● **Work task 1**
In the summary of the conversation on grief and the holidays, what does Emily say grief is almost like?
● **Work task 2**
Pick up the summary of the conversation on grief and the holidays right after its final sentence and keep writing.

Start of Extract

If you missed our special Coffee Conversation on Grief & the Holidays never fear! We’ve summarized the conversation below because, while it is organized around the holidays, there are plenty of useful tips for year-round application. And, if you’d like to view the entire conversation, click here and head to our YouTube channel to check it and many others out!
“That is the work. To hold both. Denying neither – letting it come when it does. We have loss and we have hope both at the same time. They remain stunningly overlapping, and you don’t have to release either.” – Jen Hatmaker
Emily Wells, MSW, LICSW is a Clinical Social Worker at Oasis Counseling for Women and Children with previous experience in the medical setting.
What is grief? Do you ever get over it?
Google defines “grief” as deep sorrow or profound sadness. The Mayo Clinic offers a broader definition: “Grief is a strong, sometimes overwhelming emotion for people, regardless of whether their sadness stems from the loss of a loved one or from a diagnosis that they or someone they love have received.”
However you define it, grief is a natural process. While grief is universal, Emily explains that the experience is highly individual. The response to something that causes grief, such as a breast cancer diagnosis, will change over time. The process of experiencing grief is circular, so while the things that cause pain may change, the pain still exists. As Emily describes it, grief is almost like pushing on a bruise.
You might ask “When will I be done crying or feeling angry?” That answer is different for everyone. You might have good days or good months. Then an event may come around – like a holiday – and the “I wish” part of grief will press in on that wound again.
Why is it so important to acknowledge those emotions when you are experiencing grief?
Acknowledgment of grief and feelings of sadness push us to accept the new reality after change or a loss. Two things can be true at the same time. It is possible to have a diagnosis or have lost someone and have other elements of life that are joyful. You can grieve and still have beautiful things to look forward to.
As Emily reiterates, it is possible to move forward and experience grief at the same time.
Is it common to experience grief during the holidays?
The holidays are a time of celebration but also a time of reflection. We reflect on changes of the years. There may be apprehension with navigating new life circumstances, seeing new family members, etc. The holidays, while often filled with annual traditions, also can be a natural time to reflect and acknowledge change.
How do you grieve loss of sense of self?
With a diagnosis, you may experience a loss of sense of self or a loss of identity at work or at home. You may also feel a loss of femininity. For many, it may be difficult to go from being the person who cared for others to being the person who must be cared for. It is important to acknowledge that frustration and pain. Grieve the expectations of roles lost or changed.

End of Extract
Start of Data listing

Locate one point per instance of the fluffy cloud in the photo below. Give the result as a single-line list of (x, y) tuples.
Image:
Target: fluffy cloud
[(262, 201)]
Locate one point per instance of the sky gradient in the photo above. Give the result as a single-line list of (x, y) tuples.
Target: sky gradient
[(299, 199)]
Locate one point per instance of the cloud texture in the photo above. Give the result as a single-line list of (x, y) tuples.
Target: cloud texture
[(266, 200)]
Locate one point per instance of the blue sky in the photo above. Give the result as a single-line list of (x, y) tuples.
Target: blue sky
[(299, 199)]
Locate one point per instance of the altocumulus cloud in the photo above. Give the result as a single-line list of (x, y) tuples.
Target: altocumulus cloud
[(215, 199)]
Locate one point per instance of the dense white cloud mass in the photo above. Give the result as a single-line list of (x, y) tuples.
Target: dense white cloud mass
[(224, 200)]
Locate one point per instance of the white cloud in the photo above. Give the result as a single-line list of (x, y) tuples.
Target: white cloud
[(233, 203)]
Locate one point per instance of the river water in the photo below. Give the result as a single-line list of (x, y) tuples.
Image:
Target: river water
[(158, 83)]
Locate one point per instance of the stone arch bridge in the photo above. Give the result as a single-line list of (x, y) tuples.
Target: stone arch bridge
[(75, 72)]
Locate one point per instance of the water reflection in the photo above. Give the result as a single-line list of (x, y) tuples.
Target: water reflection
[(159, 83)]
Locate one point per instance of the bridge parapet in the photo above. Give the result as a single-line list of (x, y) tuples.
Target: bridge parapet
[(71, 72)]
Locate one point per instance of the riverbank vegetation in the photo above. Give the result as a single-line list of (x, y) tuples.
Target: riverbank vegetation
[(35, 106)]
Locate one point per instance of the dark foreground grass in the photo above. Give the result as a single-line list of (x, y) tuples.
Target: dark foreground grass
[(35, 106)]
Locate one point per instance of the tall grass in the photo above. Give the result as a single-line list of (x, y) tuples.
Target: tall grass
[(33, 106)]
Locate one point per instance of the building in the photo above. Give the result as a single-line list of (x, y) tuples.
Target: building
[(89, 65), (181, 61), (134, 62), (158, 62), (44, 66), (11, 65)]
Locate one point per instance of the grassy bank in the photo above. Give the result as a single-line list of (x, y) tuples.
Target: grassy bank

End of Data listing

● **Final answer 1**
Pushing on a bruise.

● **Final answer 2**
What tips would you have for someone with a diagnosis of breast cancer who wants to feel “normal”? What are some practical tips for holiday grief?
Focus on what you can control. Set appropriate expectations and choose comfortable things within your current capabilities. If you enjoy preparing food for your family, find some ways to be part of the cooking. Perhaps you can prepare some desserts ahead of time or take the time to teach someone in your family how to make a treasured recipe. This is a good time to examine and change your expectations. What does your new normal look like?
Through the holidays, make sure you have something to look forward to, even if that something is different than it used to be. Try to spend time with loved ones and focus on doing the next right thing for yourself. Maybe you cannot do it all, but with a change of perspective, you can celebrate what you are able to do.
What are some tips for those supporting someone with breast cancer?
Acknowledge your loved one. Offer to meet tangible needs and be specific with those needs. Sit with them so they are not alone.
Not knowing what to say is ok. Being available is still helpful and supportive of your loved one.
If you do not know what to say, you can start with this:
I am here. I hear you. I understand. I care.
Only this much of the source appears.